#### Article:

How do you like your armours Veeky Forums?

how do you like your armours Veeky Forums?
>plain and practical
or
>ludicrously detailed

Both.

I like them either plain and detailed or ludicrously practical.

Detailed and practical.

Why not both?

How did smiths do this shit? I can't even draw a circle on a sheet of paper.

Yes.
Depends on the setting. Crusaders? Plain
Warhammer Fantasy? Dangly bits without end

fpbp

/thread

I enjoy both

Depends on the setting.

Given that I generally prefer more over the top settings, I do enjoy ostentatious or otherwise ridiculous fantasy armour. Including but not limited to massive bulging codpieces.

>Grand Duelist of the Order of the Merciful Blade
>While in the Order headquarters, armor is embellished with lots of bling, etchings and ornate silverwork.
>Assassins of the Hidden Hand Temple ambush him in his office, convinced that his ceremonial armor is useless in combat.
>They're right.
>Grand Duelist sighs, then loosens a buckle from his shoulder.
>As the buckle comes loose, fur cape falls off, ornamentations clatter to the ground, pauldron decorations slide off his shoulders.
>Stepping over the fallen decorations, a man in a sleek suit of armor draws his sword.
>"Good morning, gentlemen."
>It's evening.

Both is good

Skimpy.

#### Task instructions:
Can you return, word for word, the stretch of the armor thread starting at "I like them" and ending at "sheet of paper."?

#### Raw records:
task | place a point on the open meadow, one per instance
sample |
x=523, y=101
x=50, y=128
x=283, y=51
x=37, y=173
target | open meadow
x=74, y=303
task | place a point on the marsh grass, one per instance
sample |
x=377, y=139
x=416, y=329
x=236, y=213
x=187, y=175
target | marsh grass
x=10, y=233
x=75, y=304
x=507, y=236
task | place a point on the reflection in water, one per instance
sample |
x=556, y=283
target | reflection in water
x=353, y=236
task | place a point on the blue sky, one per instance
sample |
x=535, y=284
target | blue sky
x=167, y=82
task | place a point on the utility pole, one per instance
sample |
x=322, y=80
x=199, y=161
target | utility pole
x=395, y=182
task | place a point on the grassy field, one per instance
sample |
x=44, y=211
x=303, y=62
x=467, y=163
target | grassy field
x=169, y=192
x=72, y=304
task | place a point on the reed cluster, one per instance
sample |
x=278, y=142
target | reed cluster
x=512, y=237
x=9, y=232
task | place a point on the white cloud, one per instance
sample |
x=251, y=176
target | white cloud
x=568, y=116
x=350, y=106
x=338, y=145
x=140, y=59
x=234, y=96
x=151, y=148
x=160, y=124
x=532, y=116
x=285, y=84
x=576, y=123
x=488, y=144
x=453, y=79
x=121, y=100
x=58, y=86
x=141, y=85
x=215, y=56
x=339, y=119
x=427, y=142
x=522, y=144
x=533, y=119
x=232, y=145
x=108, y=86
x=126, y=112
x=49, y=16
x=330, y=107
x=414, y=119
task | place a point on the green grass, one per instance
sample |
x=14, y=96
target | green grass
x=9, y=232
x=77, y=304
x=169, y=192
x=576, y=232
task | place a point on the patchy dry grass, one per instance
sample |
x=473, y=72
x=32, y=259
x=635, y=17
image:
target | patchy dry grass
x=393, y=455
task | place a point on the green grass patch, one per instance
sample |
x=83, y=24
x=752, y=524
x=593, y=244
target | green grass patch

#### The reply:
I like them either plain and detailed or ludicrously practical.

Detailed and practical.

Why not both?

How did smiths do this shit? I can't even draw a circle on a sheet of paper.